### Data under study
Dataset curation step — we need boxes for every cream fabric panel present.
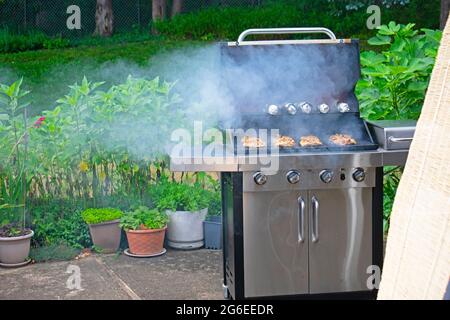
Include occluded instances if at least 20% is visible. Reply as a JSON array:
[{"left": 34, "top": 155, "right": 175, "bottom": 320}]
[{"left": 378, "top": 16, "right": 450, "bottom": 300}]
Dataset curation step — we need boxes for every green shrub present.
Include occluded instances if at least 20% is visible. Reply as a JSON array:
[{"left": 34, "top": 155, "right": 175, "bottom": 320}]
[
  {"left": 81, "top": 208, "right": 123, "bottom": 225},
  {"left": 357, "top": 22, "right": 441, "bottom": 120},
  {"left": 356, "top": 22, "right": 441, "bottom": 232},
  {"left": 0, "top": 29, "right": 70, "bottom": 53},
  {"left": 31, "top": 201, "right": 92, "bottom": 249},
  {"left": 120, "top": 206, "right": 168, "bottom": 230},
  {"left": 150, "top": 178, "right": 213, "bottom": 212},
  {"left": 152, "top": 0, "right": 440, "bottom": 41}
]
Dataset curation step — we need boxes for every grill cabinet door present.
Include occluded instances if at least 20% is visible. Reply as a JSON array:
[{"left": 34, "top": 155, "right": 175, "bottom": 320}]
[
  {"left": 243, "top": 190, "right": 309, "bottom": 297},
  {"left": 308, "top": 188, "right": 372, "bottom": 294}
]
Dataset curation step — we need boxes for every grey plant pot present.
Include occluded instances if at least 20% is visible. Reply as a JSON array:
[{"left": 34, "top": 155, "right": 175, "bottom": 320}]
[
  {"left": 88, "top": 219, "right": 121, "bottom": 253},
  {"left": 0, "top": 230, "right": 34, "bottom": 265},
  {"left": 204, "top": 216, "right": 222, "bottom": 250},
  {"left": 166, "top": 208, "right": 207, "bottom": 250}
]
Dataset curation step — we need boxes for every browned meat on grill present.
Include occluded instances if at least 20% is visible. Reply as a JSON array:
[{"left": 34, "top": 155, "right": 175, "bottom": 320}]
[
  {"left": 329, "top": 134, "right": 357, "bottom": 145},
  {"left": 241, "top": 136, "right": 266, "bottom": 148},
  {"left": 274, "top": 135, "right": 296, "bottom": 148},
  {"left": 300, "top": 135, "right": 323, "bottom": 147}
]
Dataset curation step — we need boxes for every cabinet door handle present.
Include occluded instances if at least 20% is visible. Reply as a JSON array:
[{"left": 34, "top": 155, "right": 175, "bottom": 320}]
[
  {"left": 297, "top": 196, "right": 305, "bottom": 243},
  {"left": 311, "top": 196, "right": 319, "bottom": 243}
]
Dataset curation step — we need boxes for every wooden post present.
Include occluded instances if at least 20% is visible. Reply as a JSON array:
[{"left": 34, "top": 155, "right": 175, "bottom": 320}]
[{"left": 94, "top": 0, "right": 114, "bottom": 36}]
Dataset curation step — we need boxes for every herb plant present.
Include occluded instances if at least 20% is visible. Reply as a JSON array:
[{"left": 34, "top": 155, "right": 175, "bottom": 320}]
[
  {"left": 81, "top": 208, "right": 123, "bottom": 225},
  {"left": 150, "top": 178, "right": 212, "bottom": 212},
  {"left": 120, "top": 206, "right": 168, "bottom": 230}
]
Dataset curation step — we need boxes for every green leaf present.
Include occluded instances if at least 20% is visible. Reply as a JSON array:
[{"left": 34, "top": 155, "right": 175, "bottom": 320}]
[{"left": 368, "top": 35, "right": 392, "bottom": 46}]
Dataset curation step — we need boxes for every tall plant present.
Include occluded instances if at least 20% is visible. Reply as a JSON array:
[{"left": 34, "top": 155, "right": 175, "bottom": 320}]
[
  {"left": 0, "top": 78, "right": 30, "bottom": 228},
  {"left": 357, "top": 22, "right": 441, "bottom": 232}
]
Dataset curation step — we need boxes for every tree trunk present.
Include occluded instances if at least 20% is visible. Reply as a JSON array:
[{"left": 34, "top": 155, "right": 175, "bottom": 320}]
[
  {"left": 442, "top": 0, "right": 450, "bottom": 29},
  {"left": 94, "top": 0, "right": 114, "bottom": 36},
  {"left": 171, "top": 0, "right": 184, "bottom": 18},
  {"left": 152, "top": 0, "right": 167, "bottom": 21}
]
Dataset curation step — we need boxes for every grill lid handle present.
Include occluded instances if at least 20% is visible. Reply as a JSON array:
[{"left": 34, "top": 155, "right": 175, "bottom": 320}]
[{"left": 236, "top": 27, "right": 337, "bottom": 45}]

### Your instructions
Only the lines with the string "plant" are wanted; pick them out of the records above and copy them.

### Exercise answer
Dataset curation step — we need boxes for every grey plant pot present.
Dataset curation step — we need boxes for every herb plant present.
Dataset curation step — we need boxes for every tall plant present.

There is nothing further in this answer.